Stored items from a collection
* * * * * * *
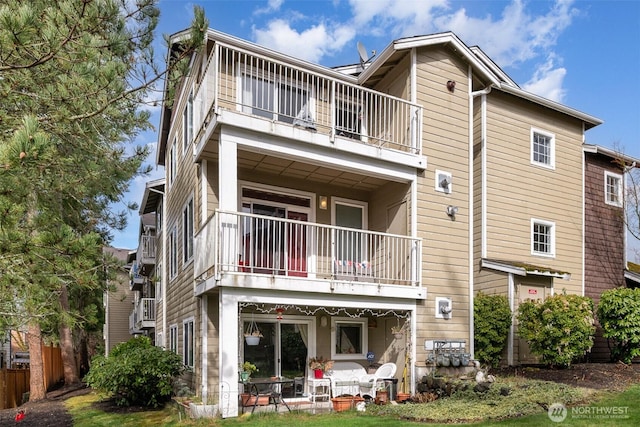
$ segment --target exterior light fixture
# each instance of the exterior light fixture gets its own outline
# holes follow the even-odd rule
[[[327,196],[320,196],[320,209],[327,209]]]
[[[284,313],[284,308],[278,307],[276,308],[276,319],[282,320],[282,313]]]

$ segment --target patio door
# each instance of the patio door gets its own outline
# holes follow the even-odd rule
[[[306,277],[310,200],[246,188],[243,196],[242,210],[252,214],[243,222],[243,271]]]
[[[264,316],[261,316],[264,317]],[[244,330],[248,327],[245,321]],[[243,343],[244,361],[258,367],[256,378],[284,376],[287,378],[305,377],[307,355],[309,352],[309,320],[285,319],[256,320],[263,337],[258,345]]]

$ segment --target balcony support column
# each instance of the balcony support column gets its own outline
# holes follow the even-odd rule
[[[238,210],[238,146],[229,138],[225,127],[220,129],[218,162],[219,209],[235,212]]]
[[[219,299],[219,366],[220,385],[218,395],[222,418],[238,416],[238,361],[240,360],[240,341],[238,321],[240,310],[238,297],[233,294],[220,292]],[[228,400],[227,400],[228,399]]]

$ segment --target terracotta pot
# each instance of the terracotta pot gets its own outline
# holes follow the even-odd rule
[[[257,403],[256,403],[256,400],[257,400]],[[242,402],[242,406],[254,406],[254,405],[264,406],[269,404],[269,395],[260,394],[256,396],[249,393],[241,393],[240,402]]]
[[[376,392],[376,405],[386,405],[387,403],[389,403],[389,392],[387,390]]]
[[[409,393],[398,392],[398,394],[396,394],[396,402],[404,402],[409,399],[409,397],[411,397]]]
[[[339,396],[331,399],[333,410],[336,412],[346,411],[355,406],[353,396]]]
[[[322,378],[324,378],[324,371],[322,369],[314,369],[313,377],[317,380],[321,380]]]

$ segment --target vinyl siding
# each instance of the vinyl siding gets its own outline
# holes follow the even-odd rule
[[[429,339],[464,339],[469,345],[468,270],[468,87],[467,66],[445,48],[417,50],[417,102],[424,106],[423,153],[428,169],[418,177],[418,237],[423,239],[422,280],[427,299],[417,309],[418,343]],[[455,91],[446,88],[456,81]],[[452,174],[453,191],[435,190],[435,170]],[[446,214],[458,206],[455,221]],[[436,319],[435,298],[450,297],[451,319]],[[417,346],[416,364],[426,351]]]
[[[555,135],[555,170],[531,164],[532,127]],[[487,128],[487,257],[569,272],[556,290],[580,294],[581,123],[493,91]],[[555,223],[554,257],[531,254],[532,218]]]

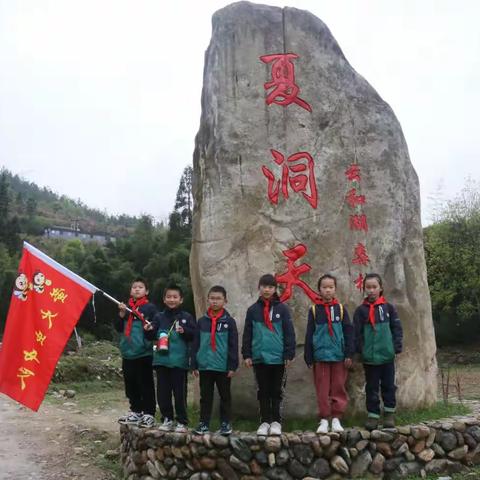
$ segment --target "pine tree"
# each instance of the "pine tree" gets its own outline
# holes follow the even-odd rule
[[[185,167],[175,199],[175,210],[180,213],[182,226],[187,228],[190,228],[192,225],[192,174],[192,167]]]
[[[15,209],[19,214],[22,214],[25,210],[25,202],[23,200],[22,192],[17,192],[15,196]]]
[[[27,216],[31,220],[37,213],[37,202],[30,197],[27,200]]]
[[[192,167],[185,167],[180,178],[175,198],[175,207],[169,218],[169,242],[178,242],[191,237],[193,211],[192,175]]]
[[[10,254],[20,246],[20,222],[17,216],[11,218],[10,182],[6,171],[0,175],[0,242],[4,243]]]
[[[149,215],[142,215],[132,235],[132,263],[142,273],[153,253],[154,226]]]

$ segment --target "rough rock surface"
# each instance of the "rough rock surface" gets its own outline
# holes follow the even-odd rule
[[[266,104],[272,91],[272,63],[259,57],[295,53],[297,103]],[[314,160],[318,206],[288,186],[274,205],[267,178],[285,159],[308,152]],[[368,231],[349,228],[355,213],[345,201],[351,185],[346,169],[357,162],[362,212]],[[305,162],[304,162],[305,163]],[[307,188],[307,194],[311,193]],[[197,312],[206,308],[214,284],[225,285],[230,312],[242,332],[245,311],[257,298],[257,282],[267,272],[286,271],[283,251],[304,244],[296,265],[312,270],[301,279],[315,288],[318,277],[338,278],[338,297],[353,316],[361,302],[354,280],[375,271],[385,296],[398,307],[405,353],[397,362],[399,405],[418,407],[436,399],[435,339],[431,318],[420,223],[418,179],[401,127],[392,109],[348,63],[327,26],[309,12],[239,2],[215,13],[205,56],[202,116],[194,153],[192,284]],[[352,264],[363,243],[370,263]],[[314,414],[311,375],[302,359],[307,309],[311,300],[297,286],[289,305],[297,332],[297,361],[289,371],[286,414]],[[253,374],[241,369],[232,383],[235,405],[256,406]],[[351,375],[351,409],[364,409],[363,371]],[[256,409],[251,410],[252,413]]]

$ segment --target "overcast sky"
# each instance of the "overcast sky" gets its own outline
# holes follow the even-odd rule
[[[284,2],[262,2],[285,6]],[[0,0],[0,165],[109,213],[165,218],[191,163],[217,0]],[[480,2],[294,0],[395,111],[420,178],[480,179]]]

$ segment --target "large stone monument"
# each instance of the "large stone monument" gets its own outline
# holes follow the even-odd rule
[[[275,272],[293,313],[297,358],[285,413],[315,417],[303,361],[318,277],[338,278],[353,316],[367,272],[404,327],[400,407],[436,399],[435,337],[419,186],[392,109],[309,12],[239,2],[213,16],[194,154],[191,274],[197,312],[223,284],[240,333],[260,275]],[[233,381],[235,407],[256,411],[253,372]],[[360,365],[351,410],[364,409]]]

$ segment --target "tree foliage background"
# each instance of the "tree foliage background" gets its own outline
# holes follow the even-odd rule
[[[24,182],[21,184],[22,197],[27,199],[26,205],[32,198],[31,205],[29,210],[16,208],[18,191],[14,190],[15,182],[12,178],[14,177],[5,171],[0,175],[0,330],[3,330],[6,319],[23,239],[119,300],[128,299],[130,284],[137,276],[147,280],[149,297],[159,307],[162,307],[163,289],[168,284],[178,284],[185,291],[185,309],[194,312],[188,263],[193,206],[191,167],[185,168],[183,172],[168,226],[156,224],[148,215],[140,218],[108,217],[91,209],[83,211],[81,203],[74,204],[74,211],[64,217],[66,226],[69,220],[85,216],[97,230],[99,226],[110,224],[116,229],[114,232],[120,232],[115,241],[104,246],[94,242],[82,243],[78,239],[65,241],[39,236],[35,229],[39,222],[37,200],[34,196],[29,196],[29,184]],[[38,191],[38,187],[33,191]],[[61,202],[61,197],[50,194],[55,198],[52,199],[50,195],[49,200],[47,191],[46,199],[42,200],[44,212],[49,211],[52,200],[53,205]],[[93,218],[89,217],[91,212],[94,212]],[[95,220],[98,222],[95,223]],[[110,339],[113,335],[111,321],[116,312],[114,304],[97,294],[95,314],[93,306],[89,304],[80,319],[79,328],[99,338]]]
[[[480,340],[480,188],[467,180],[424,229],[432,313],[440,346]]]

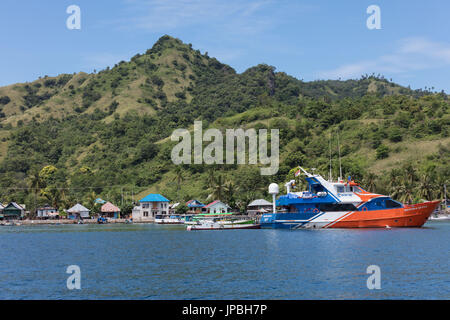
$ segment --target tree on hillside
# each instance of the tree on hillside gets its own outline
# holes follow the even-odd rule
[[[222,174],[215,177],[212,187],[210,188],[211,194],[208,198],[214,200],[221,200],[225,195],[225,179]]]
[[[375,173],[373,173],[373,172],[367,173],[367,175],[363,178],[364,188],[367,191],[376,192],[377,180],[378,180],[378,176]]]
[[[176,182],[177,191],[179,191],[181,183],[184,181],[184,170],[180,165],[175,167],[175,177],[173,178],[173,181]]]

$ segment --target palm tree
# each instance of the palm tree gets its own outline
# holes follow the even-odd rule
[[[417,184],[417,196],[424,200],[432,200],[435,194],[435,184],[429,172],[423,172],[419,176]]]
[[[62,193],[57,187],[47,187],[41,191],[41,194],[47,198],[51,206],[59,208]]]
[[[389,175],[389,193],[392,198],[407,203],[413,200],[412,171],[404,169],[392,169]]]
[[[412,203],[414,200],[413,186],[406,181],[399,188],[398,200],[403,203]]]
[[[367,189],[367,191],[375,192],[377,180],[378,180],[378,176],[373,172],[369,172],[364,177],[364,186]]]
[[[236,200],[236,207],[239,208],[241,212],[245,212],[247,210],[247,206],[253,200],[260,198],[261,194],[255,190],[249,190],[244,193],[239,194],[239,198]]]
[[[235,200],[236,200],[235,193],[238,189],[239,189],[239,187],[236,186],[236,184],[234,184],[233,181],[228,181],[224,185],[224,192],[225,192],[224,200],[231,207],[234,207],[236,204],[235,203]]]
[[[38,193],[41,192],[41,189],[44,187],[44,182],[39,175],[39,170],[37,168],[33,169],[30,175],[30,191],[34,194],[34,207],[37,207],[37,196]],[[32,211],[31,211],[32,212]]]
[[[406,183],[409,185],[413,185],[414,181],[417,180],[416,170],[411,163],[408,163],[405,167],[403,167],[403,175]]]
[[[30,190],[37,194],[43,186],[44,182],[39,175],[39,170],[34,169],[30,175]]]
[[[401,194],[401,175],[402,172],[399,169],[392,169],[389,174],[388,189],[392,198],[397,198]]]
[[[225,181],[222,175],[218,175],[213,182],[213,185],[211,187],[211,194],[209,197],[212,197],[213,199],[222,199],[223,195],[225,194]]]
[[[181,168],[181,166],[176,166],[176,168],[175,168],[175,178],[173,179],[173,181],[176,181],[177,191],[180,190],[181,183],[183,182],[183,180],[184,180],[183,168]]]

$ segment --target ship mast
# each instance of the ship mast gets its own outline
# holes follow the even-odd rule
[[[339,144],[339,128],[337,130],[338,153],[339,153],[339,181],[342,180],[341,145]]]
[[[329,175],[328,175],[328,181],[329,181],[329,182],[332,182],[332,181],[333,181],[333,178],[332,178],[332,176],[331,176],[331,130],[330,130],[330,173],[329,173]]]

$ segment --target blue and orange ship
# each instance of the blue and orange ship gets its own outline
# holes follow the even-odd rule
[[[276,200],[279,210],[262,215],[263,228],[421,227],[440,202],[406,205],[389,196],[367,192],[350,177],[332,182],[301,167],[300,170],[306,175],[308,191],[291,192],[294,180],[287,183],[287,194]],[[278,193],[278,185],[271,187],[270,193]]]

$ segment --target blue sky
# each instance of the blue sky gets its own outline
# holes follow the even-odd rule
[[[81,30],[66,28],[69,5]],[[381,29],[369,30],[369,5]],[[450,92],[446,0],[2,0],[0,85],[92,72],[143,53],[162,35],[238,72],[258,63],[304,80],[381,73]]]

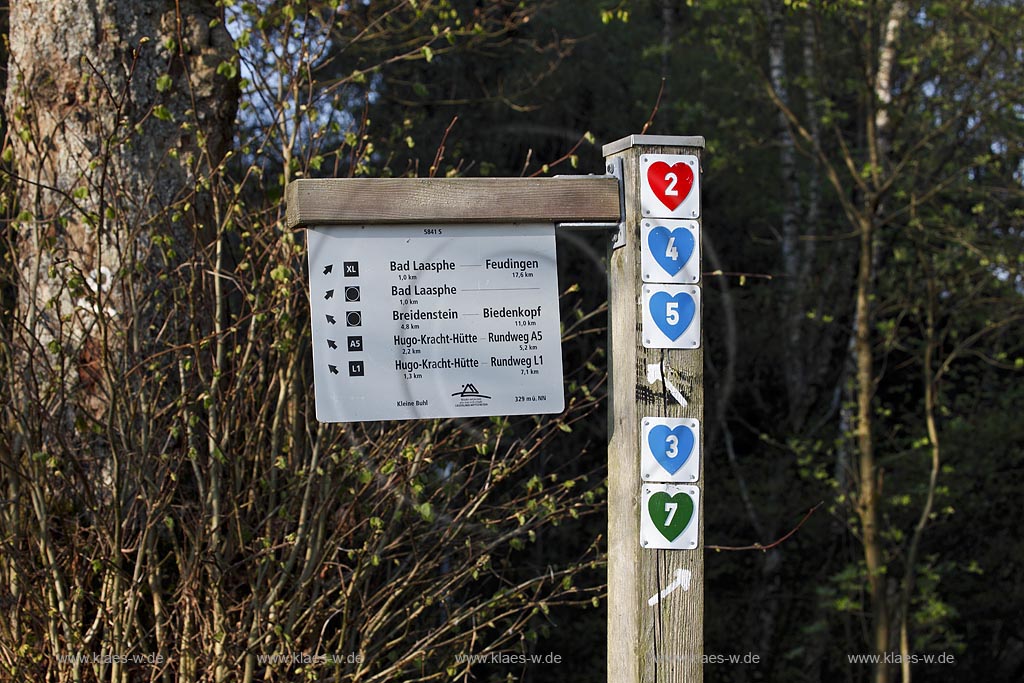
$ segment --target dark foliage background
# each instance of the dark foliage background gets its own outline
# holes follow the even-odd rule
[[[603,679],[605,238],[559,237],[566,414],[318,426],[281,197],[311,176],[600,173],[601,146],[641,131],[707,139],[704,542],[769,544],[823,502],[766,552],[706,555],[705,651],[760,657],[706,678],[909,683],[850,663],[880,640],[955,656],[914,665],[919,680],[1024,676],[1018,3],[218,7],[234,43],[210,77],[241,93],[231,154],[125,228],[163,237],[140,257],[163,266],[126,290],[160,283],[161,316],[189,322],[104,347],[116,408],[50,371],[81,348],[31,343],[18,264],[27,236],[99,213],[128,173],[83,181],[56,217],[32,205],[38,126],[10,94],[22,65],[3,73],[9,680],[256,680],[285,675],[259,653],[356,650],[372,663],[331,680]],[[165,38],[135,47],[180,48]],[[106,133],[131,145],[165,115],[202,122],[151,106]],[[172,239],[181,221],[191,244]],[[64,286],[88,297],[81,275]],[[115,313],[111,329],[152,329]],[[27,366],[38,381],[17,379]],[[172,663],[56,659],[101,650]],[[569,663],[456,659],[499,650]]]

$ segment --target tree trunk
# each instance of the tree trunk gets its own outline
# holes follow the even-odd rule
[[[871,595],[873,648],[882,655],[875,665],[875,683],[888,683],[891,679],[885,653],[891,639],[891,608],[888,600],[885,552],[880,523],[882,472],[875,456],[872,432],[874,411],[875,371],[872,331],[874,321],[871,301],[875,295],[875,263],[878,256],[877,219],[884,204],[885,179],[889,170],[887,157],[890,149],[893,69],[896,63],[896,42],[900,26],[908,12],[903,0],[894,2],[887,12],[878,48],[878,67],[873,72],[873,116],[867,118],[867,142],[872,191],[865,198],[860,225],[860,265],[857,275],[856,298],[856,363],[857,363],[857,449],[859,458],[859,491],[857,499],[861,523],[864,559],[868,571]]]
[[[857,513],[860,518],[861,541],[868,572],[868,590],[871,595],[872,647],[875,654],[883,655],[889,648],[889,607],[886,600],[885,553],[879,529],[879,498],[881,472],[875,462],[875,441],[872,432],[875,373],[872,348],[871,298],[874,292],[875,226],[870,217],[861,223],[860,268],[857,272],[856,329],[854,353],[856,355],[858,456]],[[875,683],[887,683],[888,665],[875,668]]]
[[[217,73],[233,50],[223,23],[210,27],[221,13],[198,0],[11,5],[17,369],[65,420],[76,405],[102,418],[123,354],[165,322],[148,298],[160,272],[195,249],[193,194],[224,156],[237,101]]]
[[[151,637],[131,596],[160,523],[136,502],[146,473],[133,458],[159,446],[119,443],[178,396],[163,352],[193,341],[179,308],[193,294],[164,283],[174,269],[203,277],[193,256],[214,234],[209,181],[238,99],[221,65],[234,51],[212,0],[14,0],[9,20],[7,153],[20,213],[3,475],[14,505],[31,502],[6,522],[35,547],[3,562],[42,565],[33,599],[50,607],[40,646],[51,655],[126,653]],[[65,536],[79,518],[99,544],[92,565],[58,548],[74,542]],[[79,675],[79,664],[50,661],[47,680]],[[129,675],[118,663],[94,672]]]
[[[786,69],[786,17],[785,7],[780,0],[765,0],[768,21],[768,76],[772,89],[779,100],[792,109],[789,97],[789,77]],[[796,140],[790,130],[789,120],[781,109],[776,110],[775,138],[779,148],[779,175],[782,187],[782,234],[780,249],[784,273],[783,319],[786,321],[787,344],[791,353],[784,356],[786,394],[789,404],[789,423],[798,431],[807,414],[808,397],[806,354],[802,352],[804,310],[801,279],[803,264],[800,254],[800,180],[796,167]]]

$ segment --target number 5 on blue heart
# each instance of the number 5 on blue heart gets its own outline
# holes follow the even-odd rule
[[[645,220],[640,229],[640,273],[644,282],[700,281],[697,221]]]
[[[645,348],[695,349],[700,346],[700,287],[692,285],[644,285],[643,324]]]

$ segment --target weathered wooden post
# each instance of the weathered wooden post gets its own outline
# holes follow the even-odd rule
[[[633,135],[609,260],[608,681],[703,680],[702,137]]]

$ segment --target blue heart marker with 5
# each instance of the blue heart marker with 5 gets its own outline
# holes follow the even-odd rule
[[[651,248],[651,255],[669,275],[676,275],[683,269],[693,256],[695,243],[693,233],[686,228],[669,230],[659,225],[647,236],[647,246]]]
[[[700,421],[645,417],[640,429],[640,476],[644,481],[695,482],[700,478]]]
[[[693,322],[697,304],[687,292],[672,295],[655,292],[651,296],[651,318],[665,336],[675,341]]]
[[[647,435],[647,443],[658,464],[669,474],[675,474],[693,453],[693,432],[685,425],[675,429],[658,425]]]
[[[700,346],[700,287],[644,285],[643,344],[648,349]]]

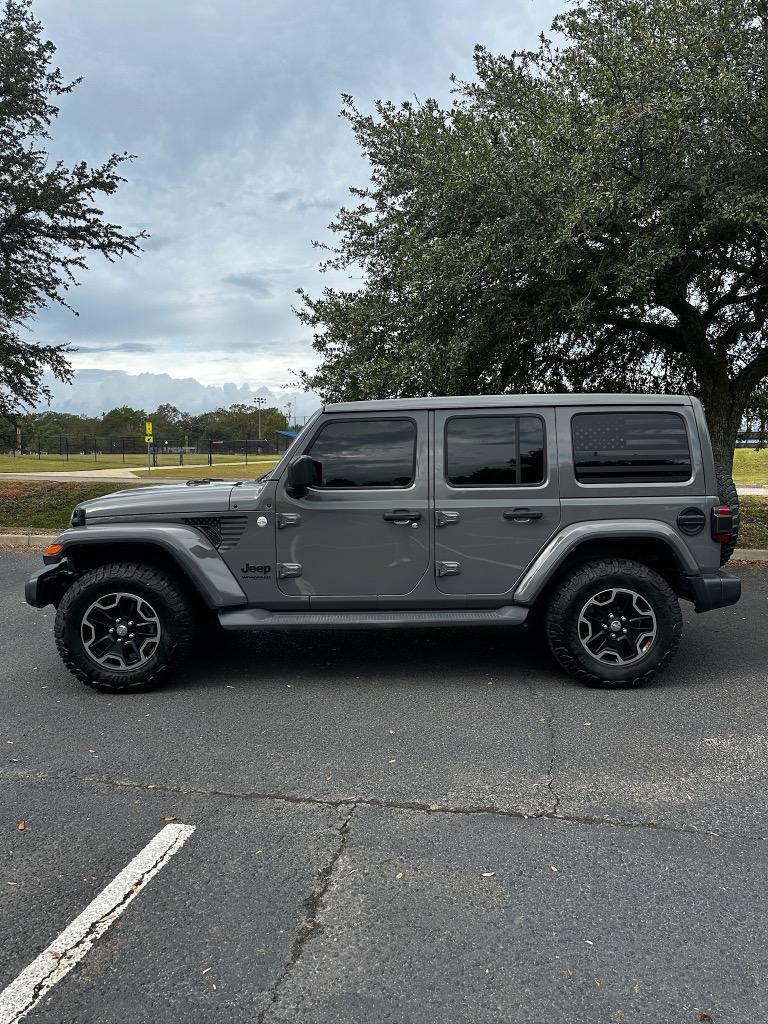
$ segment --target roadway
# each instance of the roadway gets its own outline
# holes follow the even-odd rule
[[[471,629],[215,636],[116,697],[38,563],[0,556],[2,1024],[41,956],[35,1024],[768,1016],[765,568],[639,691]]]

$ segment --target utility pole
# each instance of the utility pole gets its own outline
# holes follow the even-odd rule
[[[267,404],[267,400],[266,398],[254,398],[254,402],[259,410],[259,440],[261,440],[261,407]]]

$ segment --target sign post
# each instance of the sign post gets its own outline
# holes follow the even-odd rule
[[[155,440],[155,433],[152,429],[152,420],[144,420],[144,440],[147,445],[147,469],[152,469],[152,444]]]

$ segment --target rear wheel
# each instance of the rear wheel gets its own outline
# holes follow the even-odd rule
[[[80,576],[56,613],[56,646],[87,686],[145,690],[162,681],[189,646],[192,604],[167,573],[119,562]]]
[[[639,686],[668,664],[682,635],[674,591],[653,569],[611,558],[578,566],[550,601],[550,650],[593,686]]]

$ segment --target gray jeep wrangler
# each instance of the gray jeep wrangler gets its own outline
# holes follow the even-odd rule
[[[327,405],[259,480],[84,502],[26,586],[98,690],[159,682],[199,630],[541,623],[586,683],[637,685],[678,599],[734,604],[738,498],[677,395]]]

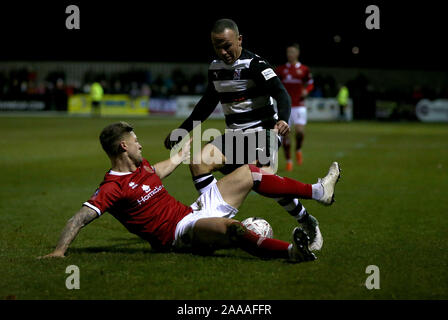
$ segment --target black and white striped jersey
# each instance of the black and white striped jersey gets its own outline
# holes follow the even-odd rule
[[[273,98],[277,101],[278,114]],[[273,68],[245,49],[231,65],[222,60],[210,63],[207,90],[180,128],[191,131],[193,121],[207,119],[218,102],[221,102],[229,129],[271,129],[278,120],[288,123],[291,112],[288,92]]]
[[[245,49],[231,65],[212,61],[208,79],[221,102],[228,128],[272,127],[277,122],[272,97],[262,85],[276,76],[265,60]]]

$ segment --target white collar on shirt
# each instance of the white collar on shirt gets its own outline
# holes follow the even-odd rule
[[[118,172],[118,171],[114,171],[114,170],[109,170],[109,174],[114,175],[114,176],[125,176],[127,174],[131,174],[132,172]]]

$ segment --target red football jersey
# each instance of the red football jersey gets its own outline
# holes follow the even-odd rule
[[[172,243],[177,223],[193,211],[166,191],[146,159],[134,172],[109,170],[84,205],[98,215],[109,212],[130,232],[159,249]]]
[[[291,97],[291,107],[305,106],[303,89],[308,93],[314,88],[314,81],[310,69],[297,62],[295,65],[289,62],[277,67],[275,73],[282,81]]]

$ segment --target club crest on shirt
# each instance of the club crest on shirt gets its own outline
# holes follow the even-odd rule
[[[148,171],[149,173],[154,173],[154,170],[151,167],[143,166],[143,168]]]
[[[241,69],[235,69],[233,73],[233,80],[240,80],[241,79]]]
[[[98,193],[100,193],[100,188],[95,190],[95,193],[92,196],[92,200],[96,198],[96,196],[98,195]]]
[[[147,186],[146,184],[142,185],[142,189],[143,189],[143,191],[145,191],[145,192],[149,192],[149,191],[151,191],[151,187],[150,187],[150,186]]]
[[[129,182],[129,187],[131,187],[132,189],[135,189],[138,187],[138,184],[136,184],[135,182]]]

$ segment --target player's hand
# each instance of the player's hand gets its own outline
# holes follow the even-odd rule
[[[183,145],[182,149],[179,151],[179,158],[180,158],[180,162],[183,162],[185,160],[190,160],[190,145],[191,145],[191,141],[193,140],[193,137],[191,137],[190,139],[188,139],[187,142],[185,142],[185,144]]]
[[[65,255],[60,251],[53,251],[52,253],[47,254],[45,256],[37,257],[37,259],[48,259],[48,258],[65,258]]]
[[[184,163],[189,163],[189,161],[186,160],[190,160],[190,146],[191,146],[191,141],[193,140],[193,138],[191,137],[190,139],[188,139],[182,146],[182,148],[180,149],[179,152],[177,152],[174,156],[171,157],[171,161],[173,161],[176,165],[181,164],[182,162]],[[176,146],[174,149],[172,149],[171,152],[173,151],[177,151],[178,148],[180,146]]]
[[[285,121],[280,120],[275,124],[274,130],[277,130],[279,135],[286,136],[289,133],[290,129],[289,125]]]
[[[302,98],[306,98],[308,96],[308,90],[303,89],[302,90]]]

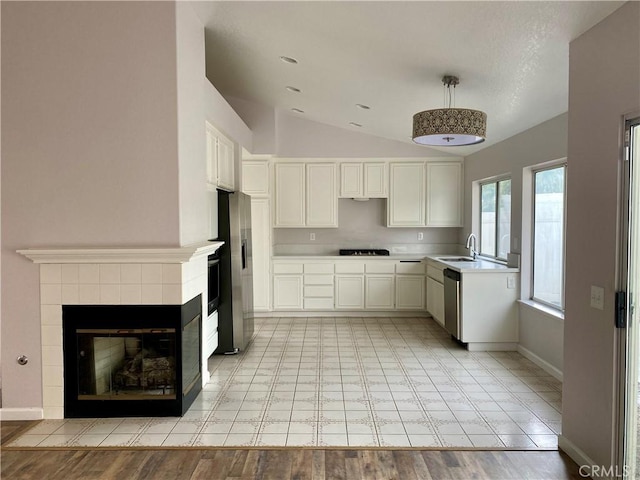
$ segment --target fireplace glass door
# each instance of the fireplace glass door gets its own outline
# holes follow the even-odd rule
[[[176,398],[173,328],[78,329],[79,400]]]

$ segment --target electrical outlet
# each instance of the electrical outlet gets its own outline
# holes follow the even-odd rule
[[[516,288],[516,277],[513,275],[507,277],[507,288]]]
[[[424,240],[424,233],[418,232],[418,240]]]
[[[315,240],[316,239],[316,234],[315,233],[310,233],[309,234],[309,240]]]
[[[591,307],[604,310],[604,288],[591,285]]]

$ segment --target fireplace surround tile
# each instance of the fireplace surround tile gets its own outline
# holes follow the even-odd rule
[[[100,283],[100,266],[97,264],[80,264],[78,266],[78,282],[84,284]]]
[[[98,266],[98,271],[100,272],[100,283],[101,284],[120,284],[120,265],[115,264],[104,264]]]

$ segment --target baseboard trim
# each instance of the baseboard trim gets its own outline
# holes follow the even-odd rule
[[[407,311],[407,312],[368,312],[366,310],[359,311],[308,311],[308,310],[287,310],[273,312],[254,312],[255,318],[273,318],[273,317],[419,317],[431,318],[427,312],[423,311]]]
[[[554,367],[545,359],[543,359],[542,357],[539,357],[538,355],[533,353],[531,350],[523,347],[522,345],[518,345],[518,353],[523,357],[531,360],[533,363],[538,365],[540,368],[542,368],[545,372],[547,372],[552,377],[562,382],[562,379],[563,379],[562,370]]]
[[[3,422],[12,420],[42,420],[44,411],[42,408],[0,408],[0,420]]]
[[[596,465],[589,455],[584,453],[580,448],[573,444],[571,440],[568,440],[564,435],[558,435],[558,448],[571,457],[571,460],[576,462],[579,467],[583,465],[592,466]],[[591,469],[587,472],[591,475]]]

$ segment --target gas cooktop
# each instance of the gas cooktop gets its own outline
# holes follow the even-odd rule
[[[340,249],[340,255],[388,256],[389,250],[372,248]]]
* * * * * * *
YOUR TASK:
Repeat, exactly and in full, each line from the start of the data to the line that contains "# each instance of the patio". Pictures do not go in.

TASK OUTPUT:
$ segment --target exterior light fixture
# each instance of the exterior light fixture gets its own outline
# holes follow the even-odd rule
[[[327,196],[320,196],[320,209],[327,209]]]
[[[284,313],[284,308],[278,307],[276,308],[276,319],[282,320],[282,313]]]

$ segment --target patio door
# each instance of the patio door gets its own outline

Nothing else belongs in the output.